Dataset items
--------------------------------

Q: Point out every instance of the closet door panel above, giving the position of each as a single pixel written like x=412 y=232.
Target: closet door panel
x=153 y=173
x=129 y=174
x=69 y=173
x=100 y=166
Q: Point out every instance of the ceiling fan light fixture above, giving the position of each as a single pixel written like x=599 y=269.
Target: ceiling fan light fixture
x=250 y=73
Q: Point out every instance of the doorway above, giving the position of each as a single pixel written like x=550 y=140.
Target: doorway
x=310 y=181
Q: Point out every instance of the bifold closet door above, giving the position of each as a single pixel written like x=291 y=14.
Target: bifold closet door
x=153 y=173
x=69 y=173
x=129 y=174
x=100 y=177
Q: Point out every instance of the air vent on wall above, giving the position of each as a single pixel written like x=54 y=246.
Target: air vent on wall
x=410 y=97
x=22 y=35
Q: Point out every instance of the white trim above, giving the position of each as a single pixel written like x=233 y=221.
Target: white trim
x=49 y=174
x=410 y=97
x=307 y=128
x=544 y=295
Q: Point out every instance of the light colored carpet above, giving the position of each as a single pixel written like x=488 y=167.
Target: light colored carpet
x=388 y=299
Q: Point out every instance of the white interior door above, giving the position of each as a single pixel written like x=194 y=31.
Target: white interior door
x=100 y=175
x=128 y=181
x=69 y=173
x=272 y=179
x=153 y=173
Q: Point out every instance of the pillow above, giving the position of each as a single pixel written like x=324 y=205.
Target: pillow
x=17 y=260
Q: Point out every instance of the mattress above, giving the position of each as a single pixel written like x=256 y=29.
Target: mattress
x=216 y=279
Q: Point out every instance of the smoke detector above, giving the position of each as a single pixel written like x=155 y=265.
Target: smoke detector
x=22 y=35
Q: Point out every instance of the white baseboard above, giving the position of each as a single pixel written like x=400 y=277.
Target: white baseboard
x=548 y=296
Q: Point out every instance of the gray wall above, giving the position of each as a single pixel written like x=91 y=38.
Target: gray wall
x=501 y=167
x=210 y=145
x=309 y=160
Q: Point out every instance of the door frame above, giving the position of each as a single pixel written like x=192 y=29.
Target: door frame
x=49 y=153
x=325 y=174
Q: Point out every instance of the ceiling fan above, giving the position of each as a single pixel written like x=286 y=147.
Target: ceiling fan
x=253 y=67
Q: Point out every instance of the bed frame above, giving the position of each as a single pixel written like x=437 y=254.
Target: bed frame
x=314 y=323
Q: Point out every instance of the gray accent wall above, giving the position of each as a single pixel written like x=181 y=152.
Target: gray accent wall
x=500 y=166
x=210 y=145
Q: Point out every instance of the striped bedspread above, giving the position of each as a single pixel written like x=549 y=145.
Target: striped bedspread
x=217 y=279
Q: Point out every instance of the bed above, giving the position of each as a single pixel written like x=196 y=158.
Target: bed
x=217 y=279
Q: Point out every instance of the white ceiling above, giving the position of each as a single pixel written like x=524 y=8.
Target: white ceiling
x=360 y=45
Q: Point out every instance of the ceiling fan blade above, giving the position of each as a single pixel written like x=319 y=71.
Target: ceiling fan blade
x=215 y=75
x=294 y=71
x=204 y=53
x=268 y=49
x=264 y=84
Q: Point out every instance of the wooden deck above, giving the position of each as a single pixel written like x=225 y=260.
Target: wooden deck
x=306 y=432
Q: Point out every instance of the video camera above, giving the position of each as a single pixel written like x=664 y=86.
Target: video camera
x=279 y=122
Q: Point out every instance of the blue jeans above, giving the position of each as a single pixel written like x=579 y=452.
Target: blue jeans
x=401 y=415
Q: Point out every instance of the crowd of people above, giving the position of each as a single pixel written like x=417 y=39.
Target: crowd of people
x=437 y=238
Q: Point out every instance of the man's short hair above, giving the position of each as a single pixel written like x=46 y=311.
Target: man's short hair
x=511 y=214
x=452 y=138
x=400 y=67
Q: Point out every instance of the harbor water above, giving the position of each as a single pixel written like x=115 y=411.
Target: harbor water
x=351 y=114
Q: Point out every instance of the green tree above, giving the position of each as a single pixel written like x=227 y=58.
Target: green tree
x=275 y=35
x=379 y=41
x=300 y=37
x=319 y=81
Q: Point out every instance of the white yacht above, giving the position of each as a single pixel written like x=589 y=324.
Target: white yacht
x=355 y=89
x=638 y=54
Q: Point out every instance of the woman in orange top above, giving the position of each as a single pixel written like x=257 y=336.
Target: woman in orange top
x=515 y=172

--------------------------------

What to produce » Format the lines above, from the one containing "Q: Point out every instance of the air" through the one containing "x=216 y=279", inclusive, as a Markdown table with the columns Row and Line. Number each row and leave out any blank lines.

Result of the exercise »
| Row | Line |
|---|---|
| 1 | Q: Point out every instance of the air vent on wall above, giving the position of each as a single pixel written like x=54 y=246. |
| 2 | Target: air vent on wall |
| 3 | x=410 y=97 |
| 4 | x=22 y=35 |
| 5 | Q: Point out every instance of the white trim above, giving the position of each as a single pixel written like x=233 y=221. |
| 6 | Target: white trim |
| 7 | x=49 y=174 |
| 8 | x=410 y=97 |
| 9 | x=307 y=128 |
| 10 | x=544 y=295 |
| 11 | Q: Point out every instance of the light colored carpet above, giving the position of each as a single pixel written like x=488 y=167. |
| 12 | Target: light colored carpet |
| 13 | x=388 y=299 |
| 14 | Q: Point out every instance of the white interior door above, giving the position of each as a single pixel written like x=194 y=31. |
| 15 | Target: white interior door |
| 16 | x=100 y=175 |
| 17 | x=128 y=181 |
| 18 | x=69 y=173 |
| 19 | x=272 y=179 |
| 20 | x=153 y=173 |
| 21 | Q: Point out every instance of the pillow above, giving the position of each as a single pixel written like x=324 y=205. |
| 22 | Target: pillow |
| 23 | x=17 y=260 |
| 24 | Q: Point out every instance of the mattress above, giving the position of each as a single pixel written like x=256 y=29. |
| 25 | Target: mattress |
| 26 | x=216 y=279 |